**Text provided**
------------

• Erratic behaviour of "less -r" if run from the GUI.

    From Ottavio Caruso@21:1/5 to All on Thu Oct 20 14:46:27 2022
    Hi,

    I hope I can find the right language to make myself clear.

    I have accidentally discovered that I can read a pdf file from the
    command line just by using "less -r":

    $ less -r file.pdf

    works beautifully and even maintains some formatting.

    My shell is bash and my X terminal is mate-terminal: https://manpages.debian.org/bullseye/mate-terminal/mate-terminal.1.en.html

    If I launch from the terminal:
    $ mate-terminal --full-screen -x /usr/bin/less -r Downloads/08\ Karzoff.pdf

    This will open a new fullscreen window, rendering the pdf as intended. https://i.imgur.com/R2opBmj.png

    If I launch Caja (GUI file manager), right-click on the pdf > "open
    with other application" > "use a custom command > mate-terminal
    --full-screen -x /usr/bin/less -r > Open

    this will display garbage, that is the pdf source code: https://i.imgur.com/eAynhee.png

    Any clue?




    --
    Ottavio Caruso

    --- SoupGate-Win32 v1.05
    * Origin: fsxNet Usenet Gateway (21:1/5)
  • From Lew Pitcher@21:1/5 to Ottavio Caruso on Thu Oct 20 15:25:54 2022
    On Thu, 20 Oct 2022 14:46:27 +0000, Ottavio Caruso wrote:

    Hi,

    I hope I can find the right language to make myself clear.

    I have accidentally discovered that I can read a pdf file from the
    command line just by using "less -r":

    $ less -r file.pdf

    works beautifully and even maintains some formatting.

    My shell is bash and my X terminal is mate-terminal: https://manpages.debian.org/bullseye/mate-terminal/mate-terminal.1.en.html

    If I launch from the terminal:
    $ mate-terminal --full-screen -x /usr/bin/less -r Downloads/08\ Karzoff.pdf

    This will open a new fullscreen window, rendering the pdf as intended. https://i.imgur.com/R2opBmj.png

    If I launch Caja (GUI file manager), right-click on the pdf > "open
    with other application" > "use a custom command > mate-terminal
    --full-screen -x /usr/bin/less -r > Open

    this will display garbage, that is the pdf source code: https://i.imgur.com/eAynhee.png

    Any clue?

    Yes. Look to the behaviour of your mate-terminal, when launched from
    the desktop vs launched from Caja. The behaviour you see when launched
    from Caja is the expected behaviour (PDFs contain PDF language instructions, binary PDF instruction data (sometimes), optional binary display data,
    and optional display text. I would not expect less(1), when run in a
    terminal, to properly format the optional display text of a PDF and
    /not/ display (or attempt to display) any of the binary data or PDF instructions.

    The results you get when launching from Caja is what I expect to see
    from an attempt to less(1) a PDF file.

------------

**Excerpts from a pointing dataset**
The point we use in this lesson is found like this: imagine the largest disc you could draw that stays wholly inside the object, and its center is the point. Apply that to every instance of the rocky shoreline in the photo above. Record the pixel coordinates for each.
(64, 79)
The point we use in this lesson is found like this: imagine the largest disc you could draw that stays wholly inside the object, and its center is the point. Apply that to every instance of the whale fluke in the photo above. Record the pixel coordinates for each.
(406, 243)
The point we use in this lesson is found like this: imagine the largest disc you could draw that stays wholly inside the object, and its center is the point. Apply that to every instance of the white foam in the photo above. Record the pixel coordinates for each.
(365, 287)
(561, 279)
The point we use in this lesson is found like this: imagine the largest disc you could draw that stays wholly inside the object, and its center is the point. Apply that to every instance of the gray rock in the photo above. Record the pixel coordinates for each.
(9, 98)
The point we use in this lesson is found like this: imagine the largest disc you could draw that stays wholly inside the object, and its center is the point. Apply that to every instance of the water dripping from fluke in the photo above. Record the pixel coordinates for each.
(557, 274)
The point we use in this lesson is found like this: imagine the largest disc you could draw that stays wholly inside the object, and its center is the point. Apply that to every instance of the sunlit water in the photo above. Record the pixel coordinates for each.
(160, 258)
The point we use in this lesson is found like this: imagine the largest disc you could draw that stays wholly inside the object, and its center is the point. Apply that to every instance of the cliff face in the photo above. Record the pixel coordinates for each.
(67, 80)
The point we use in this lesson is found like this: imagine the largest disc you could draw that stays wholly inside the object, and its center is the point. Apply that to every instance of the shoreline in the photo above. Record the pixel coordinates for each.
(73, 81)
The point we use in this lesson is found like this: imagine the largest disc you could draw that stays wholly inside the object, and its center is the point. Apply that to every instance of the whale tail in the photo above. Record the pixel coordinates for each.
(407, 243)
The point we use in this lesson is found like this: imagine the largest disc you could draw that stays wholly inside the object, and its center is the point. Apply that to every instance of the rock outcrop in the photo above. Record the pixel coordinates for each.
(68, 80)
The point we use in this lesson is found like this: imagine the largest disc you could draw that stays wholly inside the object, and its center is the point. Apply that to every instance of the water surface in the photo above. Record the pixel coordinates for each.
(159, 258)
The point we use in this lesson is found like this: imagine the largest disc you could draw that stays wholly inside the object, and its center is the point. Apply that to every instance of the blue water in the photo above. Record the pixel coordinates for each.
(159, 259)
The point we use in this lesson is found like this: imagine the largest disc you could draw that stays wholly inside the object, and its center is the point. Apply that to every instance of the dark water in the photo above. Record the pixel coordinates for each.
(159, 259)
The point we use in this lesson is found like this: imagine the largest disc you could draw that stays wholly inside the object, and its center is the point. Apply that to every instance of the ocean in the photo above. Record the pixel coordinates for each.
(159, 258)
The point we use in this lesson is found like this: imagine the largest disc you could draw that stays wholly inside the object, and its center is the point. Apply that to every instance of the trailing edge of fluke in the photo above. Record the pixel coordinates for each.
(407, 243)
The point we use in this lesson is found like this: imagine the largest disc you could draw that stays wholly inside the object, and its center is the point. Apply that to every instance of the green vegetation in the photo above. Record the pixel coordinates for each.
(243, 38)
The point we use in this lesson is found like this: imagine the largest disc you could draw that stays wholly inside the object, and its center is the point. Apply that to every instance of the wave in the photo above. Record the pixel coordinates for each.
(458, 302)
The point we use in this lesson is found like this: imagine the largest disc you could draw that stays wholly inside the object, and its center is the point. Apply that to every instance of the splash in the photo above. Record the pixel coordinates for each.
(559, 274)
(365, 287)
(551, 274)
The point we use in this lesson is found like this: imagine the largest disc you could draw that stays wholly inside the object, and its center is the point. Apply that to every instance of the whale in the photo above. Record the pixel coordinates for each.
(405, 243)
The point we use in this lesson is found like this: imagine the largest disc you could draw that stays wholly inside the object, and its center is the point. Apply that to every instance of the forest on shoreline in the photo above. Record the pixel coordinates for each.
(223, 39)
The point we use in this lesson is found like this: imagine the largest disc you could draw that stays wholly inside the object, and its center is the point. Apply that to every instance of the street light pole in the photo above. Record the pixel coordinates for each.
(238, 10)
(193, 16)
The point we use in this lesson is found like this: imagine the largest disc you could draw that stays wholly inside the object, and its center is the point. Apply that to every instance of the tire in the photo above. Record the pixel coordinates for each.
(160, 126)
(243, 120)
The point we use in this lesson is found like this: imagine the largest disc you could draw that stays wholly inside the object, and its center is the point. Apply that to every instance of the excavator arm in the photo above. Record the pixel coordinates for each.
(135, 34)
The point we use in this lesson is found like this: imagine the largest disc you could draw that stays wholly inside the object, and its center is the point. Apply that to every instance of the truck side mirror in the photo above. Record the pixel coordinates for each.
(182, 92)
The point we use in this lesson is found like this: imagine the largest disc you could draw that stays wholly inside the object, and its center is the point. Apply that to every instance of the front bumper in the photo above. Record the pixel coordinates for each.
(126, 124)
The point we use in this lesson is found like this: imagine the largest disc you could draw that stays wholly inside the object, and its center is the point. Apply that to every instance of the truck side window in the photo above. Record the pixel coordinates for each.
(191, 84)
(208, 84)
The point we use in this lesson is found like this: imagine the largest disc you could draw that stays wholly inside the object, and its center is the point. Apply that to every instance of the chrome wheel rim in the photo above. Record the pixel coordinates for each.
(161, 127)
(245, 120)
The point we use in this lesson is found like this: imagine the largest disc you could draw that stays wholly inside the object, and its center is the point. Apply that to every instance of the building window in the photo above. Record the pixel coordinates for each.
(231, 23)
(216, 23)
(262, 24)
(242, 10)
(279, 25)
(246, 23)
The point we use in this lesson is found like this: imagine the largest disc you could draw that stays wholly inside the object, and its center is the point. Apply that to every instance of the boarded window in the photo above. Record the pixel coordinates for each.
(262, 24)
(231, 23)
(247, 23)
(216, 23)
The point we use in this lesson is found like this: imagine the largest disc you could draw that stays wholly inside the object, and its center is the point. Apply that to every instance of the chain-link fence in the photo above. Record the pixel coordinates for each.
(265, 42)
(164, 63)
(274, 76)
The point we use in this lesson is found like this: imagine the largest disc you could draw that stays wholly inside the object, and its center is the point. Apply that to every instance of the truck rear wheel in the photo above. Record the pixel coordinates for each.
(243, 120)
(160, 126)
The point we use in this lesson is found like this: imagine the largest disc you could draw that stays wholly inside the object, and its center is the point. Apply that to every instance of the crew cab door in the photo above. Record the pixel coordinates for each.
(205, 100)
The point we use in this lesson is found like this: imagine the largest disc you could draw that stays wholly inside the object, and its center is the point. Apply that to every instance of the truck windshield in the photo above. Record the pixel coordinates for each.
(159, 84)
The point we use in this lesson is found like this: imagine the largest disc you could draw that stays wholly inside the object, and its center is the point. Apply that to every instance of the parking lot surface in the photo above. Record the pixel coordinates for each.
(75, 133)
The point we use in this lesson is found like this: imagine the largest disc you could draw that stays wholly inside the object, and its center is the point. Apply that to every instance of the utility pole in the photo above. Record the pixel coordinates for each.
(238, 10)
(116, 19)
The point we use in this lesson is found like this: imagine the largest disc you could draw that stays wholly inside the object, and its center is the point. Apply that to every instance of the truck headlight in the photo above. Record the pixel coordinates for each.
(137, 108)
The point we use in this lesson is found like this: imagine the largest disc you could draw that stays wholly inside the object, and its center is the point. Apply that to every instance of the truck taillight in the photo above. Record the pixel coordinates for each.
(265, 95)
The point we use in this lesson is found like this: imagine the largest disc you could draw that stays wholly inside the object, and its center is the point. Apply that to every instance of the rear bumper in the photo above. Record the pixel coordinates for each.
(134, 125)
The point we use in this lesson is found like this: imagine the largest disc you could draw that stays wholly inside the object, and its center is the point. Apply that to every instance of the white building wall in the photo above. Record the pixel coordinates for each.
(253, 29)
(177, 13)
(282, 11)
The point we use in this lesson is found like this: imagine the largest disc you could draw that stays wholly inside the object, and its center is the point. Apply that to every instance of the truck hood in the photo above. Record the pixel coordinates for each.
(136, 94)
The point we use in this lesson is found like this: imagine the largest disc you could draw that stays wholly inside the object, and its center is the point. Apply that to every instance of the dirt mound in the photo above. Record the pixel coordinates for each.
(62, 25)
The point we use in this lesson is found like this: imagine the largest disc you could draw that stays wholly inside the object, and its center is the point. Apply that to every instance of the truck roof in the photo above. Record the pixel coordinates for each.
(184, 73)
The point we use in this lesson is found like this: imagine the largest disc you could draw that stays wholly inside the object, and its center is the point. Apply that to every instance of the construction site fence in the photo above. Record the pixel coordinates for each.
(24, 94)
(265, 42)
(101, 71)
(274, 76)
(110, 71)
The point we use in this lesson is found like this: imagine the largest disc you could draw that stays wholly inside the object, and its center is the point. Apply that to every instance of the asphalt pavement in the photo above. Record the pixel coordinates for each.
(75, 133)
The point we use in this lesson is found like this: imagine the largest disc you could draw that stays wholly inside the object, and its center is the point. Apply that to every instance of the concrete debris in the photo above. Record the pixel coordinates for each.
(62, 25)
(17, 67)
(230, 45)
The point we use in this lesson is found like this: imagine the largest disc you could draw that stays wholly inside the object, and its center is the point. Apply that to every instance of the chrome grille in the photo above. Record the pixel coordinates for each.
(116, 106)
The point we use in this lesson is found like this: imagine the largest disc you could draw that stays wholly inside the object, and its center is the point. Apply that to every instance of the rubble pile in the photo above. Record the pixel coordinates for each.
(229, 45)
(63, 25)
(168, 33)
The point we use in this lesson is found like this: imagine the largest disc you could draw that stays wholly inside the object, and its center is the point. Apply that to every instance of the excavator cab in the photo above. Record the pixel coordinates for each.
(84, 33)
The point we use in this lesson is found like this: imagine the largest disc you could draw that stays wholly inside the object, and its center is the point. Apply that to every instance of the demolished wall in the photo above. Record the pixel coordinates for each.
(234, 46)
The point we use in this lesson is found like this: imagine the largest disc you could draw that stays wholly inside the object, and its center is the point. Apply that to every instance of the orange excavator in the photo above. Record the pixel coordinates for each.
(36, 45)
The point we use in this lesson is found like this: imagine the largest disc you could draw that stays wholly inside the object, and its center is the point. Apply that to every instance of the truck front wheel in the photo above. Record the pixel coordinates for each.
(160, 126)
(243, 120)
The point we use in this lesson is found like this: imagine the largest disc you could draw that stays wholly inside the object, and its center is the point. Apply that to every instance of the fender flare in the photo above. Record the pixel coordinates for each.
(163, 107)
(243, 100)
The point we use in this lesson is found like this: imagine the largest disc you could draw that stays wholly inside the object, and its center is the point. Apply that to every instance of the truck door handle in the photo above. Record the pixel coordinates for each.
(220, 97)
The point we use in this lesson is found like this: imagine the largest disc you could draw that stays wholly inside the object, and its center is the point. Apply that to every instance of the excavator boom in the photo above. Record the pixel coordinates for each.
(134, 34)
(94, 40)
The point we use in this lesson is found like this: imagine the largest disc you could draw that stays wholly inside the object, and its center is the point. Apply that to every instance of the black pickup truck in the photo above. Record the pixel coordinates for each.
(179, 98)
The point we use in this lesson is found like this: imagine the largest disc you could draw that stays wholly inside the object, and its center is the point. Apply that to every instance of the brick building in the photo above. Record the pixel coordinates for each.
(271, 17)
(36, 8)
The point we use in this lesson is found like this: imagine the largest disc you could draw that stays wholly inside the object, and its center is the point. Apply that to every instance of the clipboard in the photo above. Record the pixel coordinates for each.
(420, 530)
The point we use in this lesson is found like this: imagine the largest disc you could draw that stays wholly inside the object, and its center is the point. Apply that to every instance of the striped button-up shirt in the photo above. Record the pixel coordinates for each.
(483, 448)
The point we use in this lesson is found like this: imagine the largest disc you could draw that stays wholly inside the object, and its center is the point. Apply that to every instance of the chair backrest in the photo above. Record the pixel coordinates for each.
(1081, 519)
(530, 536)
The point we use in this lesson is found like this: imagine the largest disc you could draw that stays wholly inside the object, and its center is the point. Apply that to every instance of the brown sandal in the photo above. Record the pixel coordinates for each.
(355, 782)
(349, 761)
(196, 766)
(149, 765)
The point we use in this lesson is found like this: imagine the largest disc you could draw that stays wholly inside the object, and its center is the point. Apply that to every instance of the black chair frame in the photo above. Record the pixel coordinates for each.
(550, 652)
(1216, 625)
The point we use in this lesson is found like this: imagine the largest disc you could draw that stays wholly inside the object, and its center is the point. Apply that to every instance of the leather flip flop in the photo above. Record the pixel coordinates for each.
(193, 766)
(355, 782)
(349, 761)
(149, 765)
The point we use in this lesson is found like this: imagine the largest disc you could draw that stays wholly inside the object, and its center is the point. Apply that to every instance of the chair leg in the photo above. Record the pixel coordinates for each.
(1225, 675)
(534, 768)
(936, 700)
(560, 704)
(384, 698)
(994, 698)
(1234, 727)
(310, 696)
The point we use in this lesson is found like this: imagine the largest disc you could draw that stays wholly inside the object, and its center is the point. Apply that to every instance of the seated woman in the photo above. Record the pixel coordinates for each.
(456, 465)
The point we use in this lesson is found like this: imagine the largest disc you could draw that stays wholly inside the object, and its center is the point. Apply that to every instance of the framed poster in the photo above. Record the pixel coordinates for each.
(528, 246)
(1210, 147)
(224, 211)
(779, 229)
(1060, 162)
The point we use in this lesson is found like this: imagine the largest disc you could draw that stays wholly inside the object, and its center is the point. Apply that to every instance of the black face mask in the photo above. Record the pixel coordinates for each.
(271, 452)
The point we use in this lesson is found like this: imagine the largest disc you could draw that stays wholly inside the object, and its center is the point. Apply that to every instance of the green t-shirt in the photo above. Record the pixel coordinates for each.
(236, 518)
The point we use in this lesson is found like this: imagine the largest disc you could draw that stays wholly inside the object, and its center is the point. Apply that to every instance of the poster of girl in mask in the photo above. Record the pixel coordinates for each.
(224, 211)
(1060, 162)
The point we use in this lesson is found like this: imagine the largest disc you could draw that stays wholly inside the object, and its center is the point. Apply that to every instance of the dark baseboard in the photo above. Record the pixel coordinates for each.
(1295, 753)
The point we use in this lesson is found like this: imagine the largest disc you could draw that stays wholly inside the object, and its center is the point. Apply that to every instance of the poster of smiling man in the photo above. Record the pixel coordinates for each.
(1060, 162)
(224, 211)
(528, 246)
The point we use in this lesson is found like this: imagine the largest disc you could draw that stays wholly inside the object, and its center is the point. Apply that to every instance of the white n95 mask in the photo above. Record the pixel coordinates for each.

------------

**What is required**
In the thread about less -r, replace "Caja" with "the file manager" and give back the passage starting with "Yes. Look to" and going on through "a PDF file.". These records have nothing to do with the thread about less -r.

**Finished answer**
Yes. Look to the behaviour of your mate-terminal, when launched from
    the desktop vs launched from the file manager. The behaviour you see when launched
    from the file manager is the expected behaviour (PDFs contain PDF language instructions, binary PDF instruction data (sometimes), optional binary display data,
    and optional display text. I would not expect less(1), when run in a
    terminal, to properly format the optional display text of a PDF and
    /not/ display (or attempt to display) any of the binary data or PDF instructions.

    The results you get when launching from the file manager is what I expect to see
    from an attempt to less(1) a PDF file.